■ Stored records:
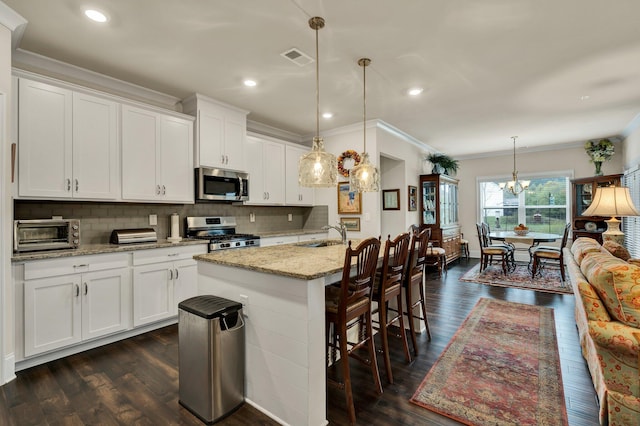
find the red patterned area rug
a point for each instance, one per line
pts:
(548, 281)
(500, 368)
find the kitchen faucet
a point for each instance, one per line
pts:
(342, 229)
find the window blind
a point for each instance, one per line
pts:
(631, 225)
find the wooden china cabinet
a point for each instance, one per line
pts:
(439, 211)
(582, 191)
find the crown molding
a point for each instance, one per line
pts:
(40, 64)
(14, 22)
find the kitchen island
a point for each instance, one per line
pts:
(282, 290)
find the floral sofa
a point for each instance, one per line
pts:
(607, 290)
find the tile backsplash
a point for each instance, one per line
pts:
(97, 220)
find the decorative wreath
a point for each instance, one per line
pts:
(347, 154)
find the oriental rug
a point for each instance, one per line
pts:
(548, 280)
(500, 368)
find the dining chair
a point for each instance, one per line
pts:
(415, 280)
(348, 305)
(488, 252)
(549, 255)
(486, 232)
(388, 287)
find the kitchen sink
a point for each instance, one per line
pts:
(322, 243)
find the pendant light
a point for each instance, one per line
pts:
(515, 186)
(318, 168)
(364, 177)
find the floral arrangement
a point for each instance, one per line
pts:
(599, 151)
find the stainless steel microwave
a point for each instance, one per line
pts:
(45, 234)
(221, 185)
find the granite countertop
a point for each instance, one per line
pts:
(100, 248)
(295, 260)
(296, 232)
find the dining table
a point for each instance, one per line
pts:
(531, 239)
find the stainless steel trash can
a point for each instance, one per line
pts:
(211, 352)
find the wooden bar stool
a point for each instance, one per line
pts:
(349, 305)
(414, 278)
(388, 286)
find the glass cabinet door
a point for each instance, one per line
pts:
(428, 203)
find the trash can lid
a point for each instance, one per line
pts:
(209, 306)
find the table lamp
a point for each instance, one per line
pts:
(612, 201)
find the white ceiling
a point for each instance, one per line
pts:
(490, 69)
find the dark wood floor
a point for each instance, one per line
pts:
(136, 381)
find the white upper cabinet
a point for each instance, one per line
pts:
(265, 164)
(67, 143)
(157, 156)
(220, 133)
(296, 195)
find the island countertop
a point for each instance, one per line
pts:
(296, 260)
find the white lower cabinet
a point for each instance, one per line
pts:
(163, 278)
(66, 309)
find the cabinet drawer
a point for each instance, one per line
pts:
(145, 257)
(72, 265)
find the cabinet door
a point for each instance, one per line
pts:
(210, 138)
(296, 195)
(52, 313)
(105, 302)
(176, 159)
(95, 148)
(185, 285)
(152, 293)
(139, 154)
(235, 129)
(45, 140)
(255, 167)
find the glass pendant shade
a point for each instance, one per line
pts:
(318, 168)
(364, 177)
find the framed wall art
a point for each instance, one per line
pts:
(413, 198)
(349, 202)
(351, 223)
(390, 199)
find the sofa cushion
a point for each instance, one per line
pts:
(582, 246)
(617, 250)
(618, 284)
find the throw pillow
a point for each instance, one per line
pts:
(617, 250)
(617, 283)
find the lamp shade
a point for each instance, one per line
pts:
(612, 201)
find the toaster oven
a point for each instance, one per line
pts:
(45, 234)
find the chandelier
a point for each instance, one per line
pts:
(364, 177)
(317, 168)
(515, 186)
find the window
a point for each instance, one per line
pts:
(543, 207)
(631, 225)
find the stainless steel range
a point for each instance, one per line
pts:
(220, 231)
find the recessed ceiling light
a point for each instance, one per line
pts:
(96, 15)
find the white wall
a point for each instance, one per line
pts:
(573, 159)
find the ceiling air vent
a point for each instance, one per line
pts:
(297, 57)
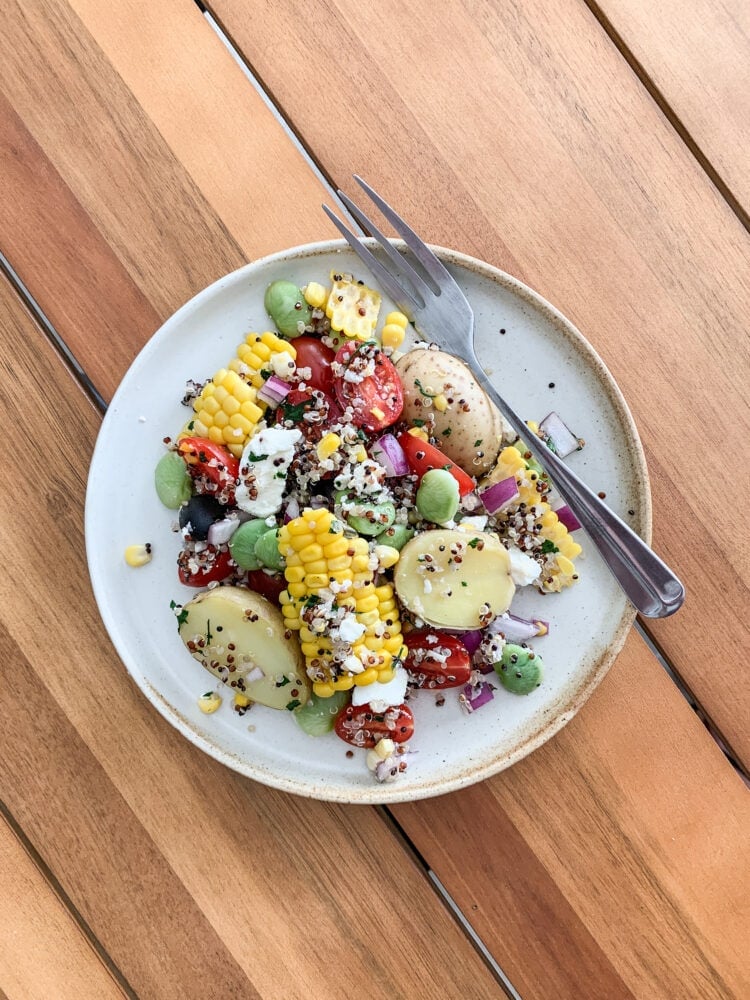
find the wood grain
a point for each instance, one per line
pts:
(44, 952)
(697, 55)
(536, 148)
(197, 882)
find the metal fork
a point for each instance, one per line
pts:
(442, 315)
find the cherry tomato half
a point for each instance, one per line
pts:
(266, 584)
(218, 566)
(378, 399)
(213, 468)
(362, 727)
(312, 353)
(423, 456)
(436, 659)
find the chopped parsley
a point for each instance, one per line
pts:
(181, 616)
(423, 391)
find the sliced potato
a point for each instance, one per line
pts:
(469, 429)
(238, 636)
(454, 579)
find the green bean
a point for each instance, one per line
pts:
(286, 306)
(437, 497)
(519, 669)
(172, 481)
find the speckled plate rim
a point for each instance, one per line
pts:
(576, 695)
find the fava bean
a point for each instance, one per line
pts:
(242, 543)
(267, 549)
(172, 481)
(437, 497)
(519, 669)
(396, 536)
(286, 306)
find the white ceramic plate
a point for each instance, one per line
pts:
(589, 621)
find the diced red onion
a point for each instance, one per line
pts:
(274, 390)
(471, 640)
(221, 531)
(389, 453)
(291, 511)
(561, 437)
(499, 495)
(517, 629)
(476, 697)
(566, 516)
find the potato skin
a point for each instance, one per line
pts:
(216, 620)
(454, 579)
(469, 416)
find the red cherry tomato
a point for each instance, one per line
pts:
(436, 659)
(213, 468)
(217, 564)
(423, 456)
(378, 399)
(265, 584)
(362, 727)
(312, 353)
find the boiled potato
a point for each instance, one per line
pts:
(238, 636)
(454, 579)
(469, 430)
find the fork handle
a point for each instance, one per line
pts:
(649, 584)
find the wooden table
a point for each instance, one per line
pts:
(598, 151)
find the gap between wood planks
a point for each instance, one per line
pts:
(660, 100)
(53, 882)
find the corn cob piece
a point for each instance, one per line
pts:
(560, 570)
(319, 555)
(228, 409)
(352, 307)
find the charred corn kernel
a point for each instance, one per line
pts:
(308, 544)
(352, 307)
(368, 676)
(327, 445)
(138, 555)
(315, 294)
(209, 702)
(386, 555)
(392, 335)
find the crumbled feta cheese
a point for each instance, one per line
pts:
(523, 569)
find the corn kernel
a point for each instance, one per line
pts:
(138, 555)
(327, 446)
(209, 702)
(315, 295)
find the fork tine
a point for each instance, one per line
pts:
(421, 251)
(400, 295)
(415, 279)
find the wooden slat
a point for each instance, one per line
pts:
(539, 151)
(197, 882)
(696, 53)
(44, 952)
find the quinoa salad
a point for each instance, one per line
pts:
(355, 519)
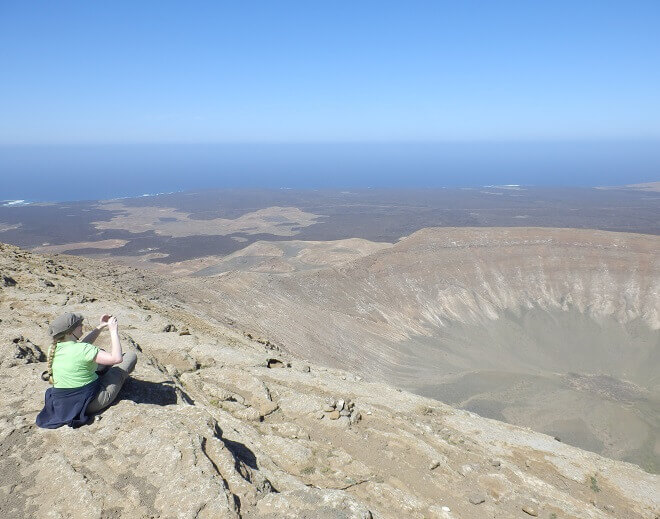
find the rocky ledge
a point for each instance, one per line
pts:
(212, 425)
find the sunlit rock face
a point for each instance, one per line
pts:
(556, 329)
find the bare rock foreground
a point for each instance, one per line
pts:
(215, 424)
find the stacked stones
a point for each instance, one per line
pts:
(343, 410)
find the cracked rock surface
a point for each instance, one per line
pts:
(204, 428)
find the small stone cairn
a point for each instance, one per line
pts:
(341, 409)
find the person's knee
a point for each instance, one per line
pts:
(130, 360)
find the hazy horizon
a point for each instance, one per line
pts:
(65, 173)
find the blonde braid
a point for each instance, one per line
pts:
(51, 357)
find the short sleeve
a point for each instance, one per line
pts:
(89, 351)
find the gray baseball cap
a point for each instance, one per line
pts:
(64, 323)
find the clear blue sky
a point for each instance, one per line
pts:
(139, 71)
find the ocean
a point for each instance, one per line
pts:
(87, 172)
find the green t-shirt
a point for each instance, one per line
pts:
(73, 364)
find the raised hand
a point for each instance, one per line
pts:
(104, 320)
(113, 324)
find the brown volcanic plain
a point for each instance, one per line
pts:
(555, 329)
(551, 328)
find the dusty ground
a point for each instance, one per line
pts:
(494, 320)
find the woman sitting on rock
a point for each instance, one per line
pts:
(78, 390)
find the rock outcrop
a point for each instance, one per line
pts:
(554, 329)
(205, 428)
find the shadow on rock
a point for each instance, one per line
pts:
(145, 392)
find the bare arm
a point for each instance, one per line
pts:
(115, 357)
(91, 336)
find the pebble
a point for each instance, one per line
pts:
(465, 470)
(477, 499)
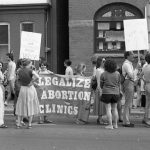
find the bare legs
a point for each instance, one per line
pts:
(111, 111)
(20, 118)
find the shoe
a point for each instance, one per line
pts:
(120, 120)
(115, 126)
(109, 127)
(3, 126)
(25, 120)
(29, 127)
(6, 103)
(80, 122)
(128, 125)
(146, 123)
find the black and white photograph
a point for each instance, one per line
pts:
(74, 74)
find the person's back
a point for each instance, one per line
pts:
(25, 76)
(112, 82)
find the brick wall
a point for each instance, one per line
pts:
(81, 31)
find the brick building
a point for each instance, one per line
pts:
(96, 27)
(75, 29)
(48, 17)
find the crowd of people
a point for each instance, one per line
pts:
(107, 94)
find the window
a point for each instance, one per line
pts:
(110, 36)
(27, 26)
(4, 40)
(109, 30)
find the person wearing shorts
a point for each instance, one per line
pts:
(110, 84)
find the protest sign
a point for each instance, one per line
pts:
(30, 45)
(62, 95)
(136, 34)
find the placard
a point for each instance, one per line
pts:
(30, 45)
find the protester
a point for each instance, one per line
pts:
(119, 104)
(2, 97)
(80, 72)
(146, 77)
(94, 67)
(128, 86)
(69, 70)
(110, 84)
(27, 103)
(43, 70)
(11, 76)
(17, 90)
(98, 105)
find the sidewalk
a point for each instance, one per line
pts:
(136, 111)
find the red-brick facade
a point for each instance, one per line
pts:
(81, 28)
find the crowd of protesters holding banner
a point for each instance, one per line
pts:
(106, 85)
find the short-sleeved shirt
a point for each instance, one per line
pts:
(69, 71)
(11, 74)
(110, 83)
(25, 76)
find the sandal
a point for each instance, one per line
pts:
(48, 121)
(3, 126)
(29, 126)
(18, 126)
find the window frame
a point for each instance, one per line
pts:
(107, 14)
(27, 22)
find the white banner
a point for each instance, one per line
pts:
(30, 45)
(136, 34)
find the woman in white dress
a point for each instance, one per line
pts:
(2, 91)
(27, 103)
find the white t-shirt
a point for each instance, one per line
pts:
(11, 74)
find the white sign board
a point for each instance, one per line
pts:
(136, 34)
(30, 45)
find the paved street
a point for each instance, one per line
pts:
(63, 134)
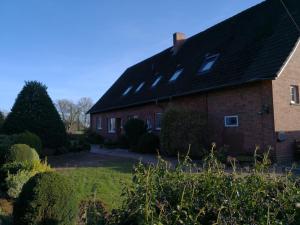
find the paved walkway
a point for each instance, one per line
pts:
(124, 153)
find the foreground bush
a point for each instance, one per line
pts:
(34, 111)
(30, 139)
(22, 153)
(16, 174)
(162, 195)
(134, 129)
(148, 143)
(182, 128)
(46, 199)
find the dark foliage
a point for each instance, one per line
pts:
(46, 199)
(148, 143)
(134, 129)
(30, 139)
(34, 111)
(183, 130)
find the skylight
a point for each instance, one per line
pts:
(208, 63)
(176, 75)
(127, 90)
(156, 81)
(139, 87)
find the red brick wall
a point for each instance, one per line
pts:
(287, 116)
(245, 101)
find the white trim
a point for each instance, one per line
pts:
(289, 59)
(233, 116)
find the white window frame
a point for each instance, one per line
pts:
(232, 116)
(111, 126)
(99, 123)
(156, 116)
(294, 93)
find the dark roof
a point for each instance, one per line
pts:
(253, 45)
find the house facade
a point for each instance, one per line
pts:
(243, 73)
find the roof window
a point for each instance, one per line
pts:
(208, 63)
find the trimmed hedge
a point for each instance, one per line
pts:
(30, 139)
(148, 143)
(183, 130)
(22, 153)
(46, 199)
(134, 129)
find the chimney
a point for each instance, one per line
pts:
(178, 40)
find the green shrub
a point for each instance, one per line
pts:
(34, 111)
(162, 194)
(30, 139)
(92, 212)
(47, 198)
(134, 129)
(16, 174)
(15, 182)
(22, 153)
(6, 142)
(148, 143)
(183, 130)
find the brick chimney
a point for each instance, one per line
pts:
(178, 40)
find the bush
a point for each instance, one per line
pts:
(148, 143)
(22, 153)
(30, 139)
(6, 142)
(134, 129)
(91, 212)
(183, 130)
(34, 111)
(162, 194)
(47, 198)
(17, 174)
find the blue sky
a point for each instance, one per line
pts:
(78, 48)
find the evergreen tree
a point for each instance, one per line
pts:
(34, 111)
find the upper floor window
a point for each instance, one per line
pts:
(127, 90)
(158, 117)
(139, 87)
(156, 81)
(294, 89)
(176, 74)
(231, 121)
(98, 123)
(208, 63)
(112, 125)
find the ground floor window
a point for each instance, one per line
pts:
(111, 125)
(158, 117)
(231, 121)
(99, 123)
(294, 94)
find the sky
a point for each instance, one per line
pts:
(78, 48)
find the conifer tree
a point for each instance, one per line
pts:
(34, 111)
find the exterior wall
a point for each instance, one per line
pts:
(287, 115)
(252, 103)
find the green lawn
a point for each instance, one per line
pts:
(105, 182)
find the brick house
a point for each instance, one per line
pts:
(244, 73)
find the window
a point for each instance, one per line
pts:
(127, 90)
(294, 94)
(139, 87)
(158, 121)
(156, 81)
(99, 123)
(231, 121)
(208, 63)
(112, 125)
(149, 124)
(176, 75)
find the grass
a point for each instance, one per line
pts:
(104, 183)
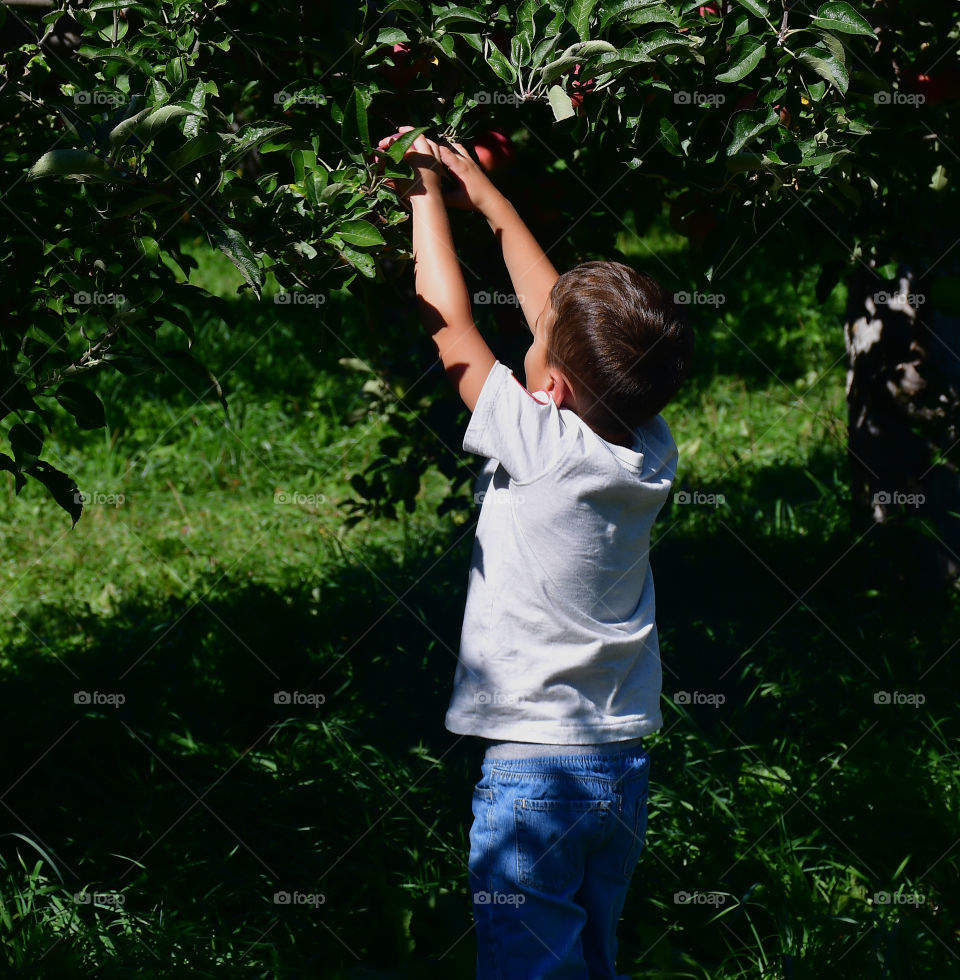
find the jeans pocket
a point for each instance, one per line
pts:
(550, 839)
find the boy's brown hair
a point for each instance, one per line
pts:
(622, 342)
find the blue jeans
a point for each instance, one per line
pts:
(553, 845)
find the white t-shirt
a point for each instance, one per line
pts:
(559, 642)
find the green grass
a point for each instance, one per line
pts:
(792, 804)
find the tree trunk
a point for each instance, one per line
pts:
(903, 396)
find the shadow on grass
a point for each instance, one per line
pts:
(202, 800)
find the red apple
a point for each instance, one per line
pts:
(494, 150)
(934, 88)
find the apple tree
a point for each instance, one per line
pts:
(825, 130)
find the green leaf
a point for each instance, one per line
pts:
(71, 163)
(391, 36)
(755, 7)
(400, 146)
(141, 7)
(578, 15)
(158, 119)
(748, 124)
(197, 98)
(63, 488)
(359, 260)
(82, 404)
(247, 138)
(669, 137)
(27, 443)
(121, 132)
(192, 150)
(6, 463)
(355, 126)
(501, 65)
(661, 40)
(622, 10)
(361, 233)
(148, 248)
(939, 180)
(746, 55)
(826, 66)
(576, 54)
(235, 247)
(452, 15)
(842, 17)
(560, 103)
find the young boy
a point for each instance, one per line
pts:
(559, 666)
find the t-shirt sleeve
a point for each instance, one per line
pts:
(510, 425)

■ Exercise:
Pick up at the line that holds "find the conifer tree" and restate each line, word for word, through the last line of the entries. Include both end lines but none of the pictures.

■ Output below:
find the conifer tree
a point for each instance, one per line
pts:
(34, 111)
find the exterior wall
a point for each instance, one per line
pts:
(287, 115)
(252, 103)
find the green lawn
a point for each instance, one per line
pts:
(105, 182)
find the brick house
a point for each instance, one per line
pts:
(244, 73)
find the window
a point for each instance, one per line
pts:
(127, 90)
(294, 94)
(139, 87)
(158, 121)
(156, 81)
(99, 123)
(231, 121)
(208, 63)
(112, 125)
(149, 124)
(176, 75)
find the grass
a point for each instance, one per line
pts:
(104, 183)
find the jeans pocket
a point for each instance, one per line
pts:
(550, 839)
find the boy's brown hair
a point for each instance, one per line
pts:
(622, 342)
find the blue jeans
a point for each instance, one per line
pts:
(553, 845)
find the white t-shirt
a point for each instance, one per line
pts:
(559, 642)
find the green grass
a point for each instance, one per line
pts:
(792, 804)
find the tree trunk
a point for each instance, one per line
pts:
(903, 396)
find the shadow on grass
a point for each instance, one per line
pts:
(202, 800)
find the red apple
a point for each instance, one per line
pts:
(494, 150)
(934, 88)
find the apple tree
a point for each instance, one per line
pts:
(825, 130)
find the green leaf
a point for each instance, one per line
pts:
(71, 163)
(391, 36)
(755, 7)
(400, 146)
(141, 7)
(578, 15)
(158, 119)
(748, 124)
(197, 98)
(63, 488)
(359, 260)
(82, 404)
(247, 138)
(669, 137)
(27, 443)
(121, 132)
(192, 150)
(6, 463)
(355, 126)
(501, 65)
(661, 40)
(622, 10)
(361, 233)
(148, 248)
(939, 180)
(746, 55)
(826, 66)
(576, 54)
(235, 247)
(452, 15)
(842, 17)
(560, 103)
find the young boy
a point for each instance, one per line
pts:
(559, 666)
find the t-shirt sleeve
a point for each instance, one per line
pts:
(510, 425)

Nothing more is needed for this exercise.